• Aim of the task
Will you copy out word for word the part of the entries below that opens with the line containing "For every instance of the man" and closes with the line containing "[(843, 1030), (188, 965), (796, 1209), (61, 1012)]", including both of those lines and nothing else?

• Entries provided

+ + + + + + +

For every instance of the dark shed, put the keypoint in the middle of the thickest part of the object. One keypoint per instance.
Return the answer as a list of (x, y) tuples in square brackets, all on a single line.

+ + + + + + +

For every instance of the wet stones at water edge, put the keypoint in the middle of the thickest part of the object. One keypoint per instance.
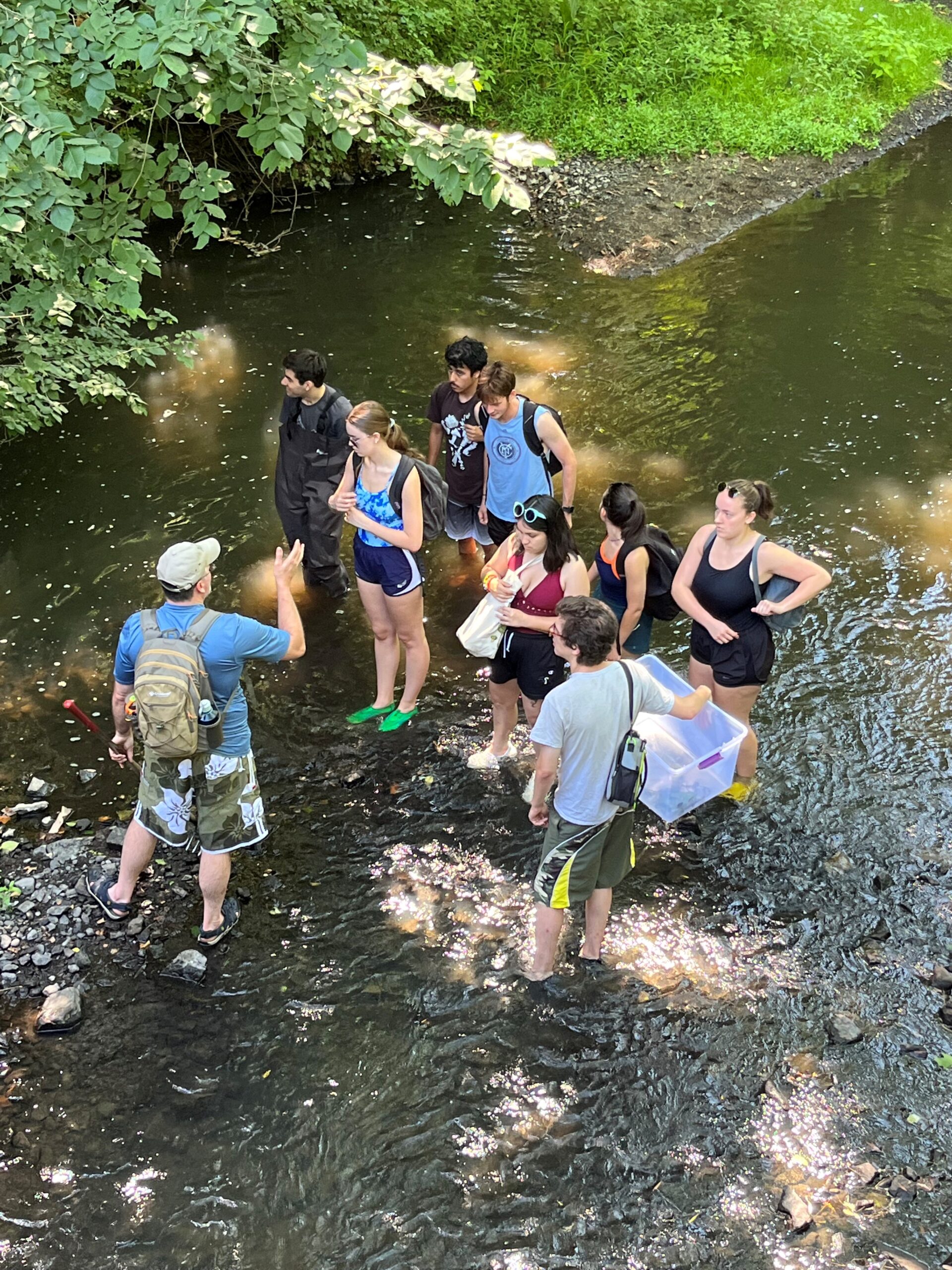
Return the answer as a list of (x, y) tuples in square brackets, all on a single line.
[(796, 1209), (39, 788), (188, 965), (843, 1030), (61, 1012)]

+ + + + + + +

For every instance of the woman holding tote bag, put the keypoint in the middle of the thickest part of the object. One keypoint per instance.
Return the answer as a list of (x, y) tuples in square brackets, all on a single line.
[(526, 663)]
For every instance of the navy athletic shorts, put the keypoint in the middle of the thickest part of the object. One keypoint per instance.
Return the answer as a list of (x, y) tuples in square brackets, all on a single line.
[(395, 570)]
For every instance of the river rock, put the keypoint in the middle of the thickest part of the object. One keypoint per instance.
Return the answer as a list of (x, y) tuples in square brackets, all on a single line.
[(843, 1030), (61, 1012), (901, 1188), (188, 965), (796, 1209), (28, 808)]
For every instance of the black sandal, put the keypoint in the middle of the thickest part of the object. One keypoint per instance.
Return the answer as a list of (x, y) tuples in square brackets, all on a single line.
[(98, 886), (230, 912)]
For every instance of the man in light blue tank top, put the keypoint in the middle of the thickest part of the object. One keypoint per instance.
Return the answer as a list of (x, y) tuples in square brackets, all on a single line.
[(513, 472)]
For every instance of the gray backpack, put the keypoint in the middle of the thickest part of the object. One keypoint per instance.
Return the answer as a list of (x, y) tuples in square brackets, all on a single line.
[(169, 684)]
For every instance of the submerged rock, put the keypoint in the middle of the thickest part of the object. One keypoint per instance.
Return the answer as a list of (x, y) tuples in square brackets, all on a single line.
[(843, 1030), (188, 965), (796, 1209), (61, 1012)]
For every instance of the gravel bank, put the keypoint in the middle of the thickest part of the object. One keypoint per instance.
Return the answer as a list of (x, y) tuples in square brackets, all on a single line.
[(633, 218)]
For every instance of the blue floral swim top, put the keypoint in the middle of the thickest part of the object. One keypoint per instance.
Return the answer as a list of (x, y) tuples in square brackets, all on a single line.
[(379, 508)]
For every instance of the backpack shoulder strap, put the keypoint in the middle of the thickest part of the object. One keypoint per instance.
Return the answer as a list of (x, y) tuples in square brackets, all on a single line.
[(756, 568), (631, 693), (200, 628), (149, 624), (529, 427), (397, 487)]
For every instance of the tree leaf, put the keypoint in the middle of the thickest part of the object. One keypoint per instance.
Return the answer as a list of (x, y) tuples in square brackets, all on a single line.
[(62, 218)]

+ + + + + + +

• Answer to this problem
For every instance of the man in light blue tank top, put the keypoint in the middle of the thickest part of the object. One keypoint per instance.
Return the answer as a list of (x, y) tuples in square brackets, all on a single line.
[(513, 472)]
For every instance of the gray backpack, put the keypoint in the middle of the thickest part of the object. One keypoint per instance.
Return the answer as a list of (x, y) tuples in square brackets, all on a single line.
[(169, 684)]
For every instance of the submerged rock, put the keypoint in the middle of the thickest part of the object. One keypoint per instance.
Return the answer as a list of (x, y) tuples in square brackets, all on a single line.
[(843, 1030), (188, 965), (796, 1209), (61, 1012)]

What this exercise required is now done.